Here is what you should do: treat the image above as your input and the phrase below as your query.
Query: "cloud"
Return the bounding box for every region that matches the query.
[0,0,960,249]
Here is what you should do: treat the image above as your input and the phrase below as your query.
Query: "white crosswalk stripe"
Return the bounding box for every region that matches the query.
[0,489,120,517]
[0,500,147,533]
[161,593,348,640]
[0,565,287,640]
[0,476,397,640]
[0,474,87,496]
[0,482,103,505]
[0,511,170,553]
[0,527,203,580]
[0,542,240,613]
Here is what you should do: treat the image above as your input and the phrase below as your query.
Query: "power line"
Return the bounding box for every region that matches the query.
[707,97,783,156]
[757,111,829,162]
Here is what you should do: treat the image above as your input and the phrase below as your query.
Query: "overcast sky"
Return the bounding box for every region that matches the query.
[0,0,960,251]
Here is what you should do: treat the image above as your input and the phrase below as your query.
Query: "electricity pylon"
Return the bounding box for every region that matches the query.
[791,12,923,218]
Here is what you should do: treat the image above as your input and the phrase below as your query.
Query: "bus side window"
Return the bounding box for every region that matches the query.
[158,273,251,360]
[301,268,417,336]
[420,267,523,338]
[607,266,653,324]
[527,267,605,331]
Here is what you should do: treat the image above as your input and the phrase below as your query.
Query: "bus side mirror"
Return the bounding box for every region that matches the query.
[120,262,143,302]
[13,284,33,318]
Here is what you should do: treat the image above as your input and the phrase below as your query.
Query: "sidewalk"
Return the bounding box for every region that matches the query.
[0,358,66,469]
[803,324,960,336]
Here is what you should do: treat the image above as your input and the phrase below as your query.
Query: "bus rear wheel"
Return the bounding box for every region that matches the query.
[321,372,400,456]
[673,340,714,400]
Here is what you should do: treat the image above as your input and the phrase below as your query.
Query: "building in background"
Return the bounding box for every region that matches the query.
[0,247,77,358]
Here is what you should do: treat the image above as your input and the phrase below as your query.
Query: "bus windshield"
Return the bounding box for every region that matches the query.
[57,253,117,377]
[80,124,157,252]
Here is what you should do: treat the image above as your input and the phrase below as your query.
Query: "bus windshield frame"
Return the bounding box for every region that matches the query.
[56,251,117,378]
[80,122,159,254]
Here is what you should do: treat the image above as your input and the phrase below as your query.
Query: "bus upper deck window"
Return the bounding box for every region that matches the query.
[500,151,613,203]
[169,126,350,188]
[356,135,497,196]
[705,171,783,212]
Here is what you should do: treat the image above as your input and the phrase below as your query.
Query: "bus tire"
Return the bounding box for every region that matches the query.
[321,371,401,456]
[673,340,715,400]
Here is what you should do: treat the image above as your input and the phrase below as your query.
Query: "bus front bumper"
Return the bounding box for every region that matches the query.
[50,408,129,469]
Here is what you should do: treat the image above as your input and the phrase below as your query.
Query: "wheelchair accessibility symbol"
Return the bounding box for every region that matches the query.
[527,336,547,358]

• **What is being asked**: Print the data verbatim, from its first line up to and including the line that contains "[0,0,960,249]".

• **Exercise solution**:
Here is what you should do: treat the image above as your input and the phrase below as your query.
Query: "cloud"
Return the bounding box for every region that matches the query.
[0,0,960,249]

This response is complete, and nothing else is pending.